Reproduce every record exactly.

Input material Start Marker

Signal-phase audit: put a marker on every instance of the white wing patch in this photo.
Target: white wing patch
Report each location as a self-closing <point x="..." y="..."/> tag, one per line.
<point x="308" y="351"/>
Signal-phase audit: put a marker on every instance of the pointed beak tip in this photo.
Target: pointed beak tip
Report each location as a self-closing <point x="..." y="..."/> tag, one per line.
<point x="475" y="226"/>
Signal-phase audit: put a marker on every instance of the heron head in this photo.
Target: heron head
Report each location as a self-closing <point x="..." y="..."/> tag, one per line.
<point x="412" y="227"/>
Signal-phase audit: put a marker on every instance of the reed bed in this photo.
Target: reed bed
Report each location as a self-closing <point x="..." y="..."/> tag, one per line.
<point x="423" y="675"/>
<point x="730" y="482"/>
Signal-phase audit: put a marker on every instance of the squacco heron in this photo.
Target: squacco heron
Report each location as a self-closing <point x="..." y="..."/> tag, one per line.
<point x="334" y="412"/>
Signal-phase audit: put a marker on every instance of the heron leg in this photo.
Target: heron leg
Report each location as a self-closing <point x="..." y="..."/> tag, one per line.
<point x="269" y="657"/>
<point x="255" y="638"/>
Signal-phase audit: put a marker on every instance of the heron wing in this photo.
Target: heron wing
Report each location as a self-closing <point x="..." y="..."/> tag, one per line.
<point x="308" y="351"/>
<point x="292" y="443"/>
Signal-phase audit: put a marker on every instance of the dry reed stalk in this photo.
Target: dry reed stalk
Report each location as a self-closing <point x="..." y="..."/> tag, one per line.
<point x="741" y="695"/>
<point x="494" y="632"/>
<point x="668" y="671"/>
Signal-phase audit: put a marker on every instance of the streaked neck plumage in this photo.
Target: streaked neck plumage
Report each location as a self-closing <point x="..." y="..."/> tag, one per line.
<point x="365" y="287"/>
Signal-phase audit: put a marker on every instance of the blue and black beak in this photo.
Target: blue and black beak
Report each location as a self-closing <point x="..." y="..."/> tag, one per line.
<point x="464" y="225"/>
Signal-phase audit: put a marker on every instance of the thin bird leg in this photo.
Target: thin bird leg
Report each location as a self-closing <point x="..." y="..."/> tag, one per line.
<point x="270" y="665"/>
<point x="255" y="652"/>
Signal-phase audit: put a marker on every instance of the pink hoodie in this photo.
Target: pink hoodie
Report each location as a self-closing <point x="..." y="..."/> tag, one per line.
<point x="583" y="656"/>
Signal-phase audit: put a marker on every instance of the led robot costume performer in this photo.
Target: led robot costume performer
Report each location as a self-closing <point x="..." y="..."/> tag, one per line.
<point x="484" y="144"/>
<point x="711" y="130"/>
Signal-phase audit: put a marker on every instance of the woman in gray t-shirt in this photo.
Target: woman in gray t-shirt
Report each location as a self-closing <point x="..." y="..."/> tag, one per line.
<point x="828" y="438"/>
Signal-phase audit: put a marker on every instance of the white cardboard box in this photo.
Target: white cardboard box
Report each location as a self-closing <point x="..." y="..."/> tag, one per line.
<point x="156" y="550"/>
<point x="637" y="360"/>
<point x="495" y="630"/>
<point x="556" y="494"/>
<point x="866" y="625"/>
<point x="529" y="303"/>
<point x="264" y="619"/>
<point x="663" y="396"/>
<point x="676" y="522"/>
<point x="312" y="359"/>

Input material End Marker

### [Response for this exercise]
Signal-phase audit: put a marker on every instance of the white wing patch in this photo.
Target: white wing patch
Report each location as a self-closing <point x="..." y="..."/> tag, one per line.
<point x="308" y="351"/>
Signal-phase audit: put a marker on every instance of the pointed beak tip in this photo.
Target: pointed beak tip
Report each location as a self-closing <point x="..." y="..."/> tag, one per line.
<point x="475" y="226"/>
Signal-phase audit: put a marker on every instance of the heron head in this photo.
Target: heron head
Report each location as a self-closing <point x="..." y="..."/> tag, one per line.
<point x="412" y="227"/>
Signal-phase audit: put a marker on every instance of the reed bed in this photo.
Target: reed bed
Report each location as a self-closing <point x="..." y="..."/> tag, one per line.
<point x="423" y="675"/>
<point x="730" y="482"/>
Signal-phase audit: put a marker on every instance of the squacco heron in this photo.
Target: squacco heron
Report each location as a self-closing <point x="..." y="..."/> tag, one per line.
<point x="334" y="412"/>
Signal-phase audit: put a marker on every instance of the heron leg in this photo.
Target: heron leg
Report each location as a self-closing <point x="..." y="..."/> tag, one per line.
<point x="269" y="657"/>
<point x="255" y="638"/>
Signal-phase audit: put a marker on every instance of the heron wing in this photo.
Target: heron wing
Report each location as a self-closing <point x="..." y="..."/> tag, one per line.
<point x="308" y="351"/>
<point x="292" y="443"/>
Signal-phase audit: put a marker on every instance of the dry reed stalk in this photo.
Target: dry reed stalk
Report each location as a self-closing <point x="..." y="..."/> tag, one per line.
<point x="741" y="695"/>
<point x="494" y="632"/>
<point x="668" y="671"/>
Signal-phase audit: put a marker on every instance of the streaked neck plumage in this photo.
Target: streaked neck plumage
Report each location as a self-closing <point x="..." y="..."/> tag, one per line.
<point x="365" y="287"/>
Signal-phase audit: put a marker on every instance of the blue and black beak in this photo.
Target: blue and black beak
Report each location as a self-closing <point x="..." y="..."/> tag, one per line.
<point x="464" y="225"/>
Signal-phase audit: put a marker on every instance of the thin bird leg in this photo.
Target: thin bird leg
Report each location as a self-closing <point x="..." y="..."/> tag, one per line.
<point x="270" y="665"/>
<point x="255" y="652"/>
Signal-phase audit: put a marker on every instance of the pink hoodie in this photo.
Target: pink hoodie
Report each location as a self-closing <point x="..." y="..."/> tag, one per line.
<point x="583" y="656"/>
Signal-phase audit: put a marker on every instance of the led robot costume performer in this photo.
Target: led robot costume performer
Report each location as a self-closing <point x="..." y="..."/> tag, one per line.
<point x="484" y="144"/>
<point x="711" y="130"/>
Signal-phase audit: put a marker on every instance of the woman in gray t-shirt in this photo.
Target: woman in gray t-shirt
Report each location as a self-closing <point x="..." y="..."/> tag, one per line.
<point x="828" y="438"/>
Signal-phase audit: put a marker on every instance of the white cardboard box in this photo.
Target: white cardboard box
Report each location as a self-closing <point x="..." y="..."/> tag, one per line.
<point x="156" y="550"/>
<point x="637" y="360"/>
<point x="495" y="630"/>
<point x="556" y="494"/>
<point x="866" y="625"/>
<point x="529" y="303"/>
<point x="264" y="619"/>
<point x="663" y="396"/>
<point x="676" y="522"/>
<point x="312" y="359"/>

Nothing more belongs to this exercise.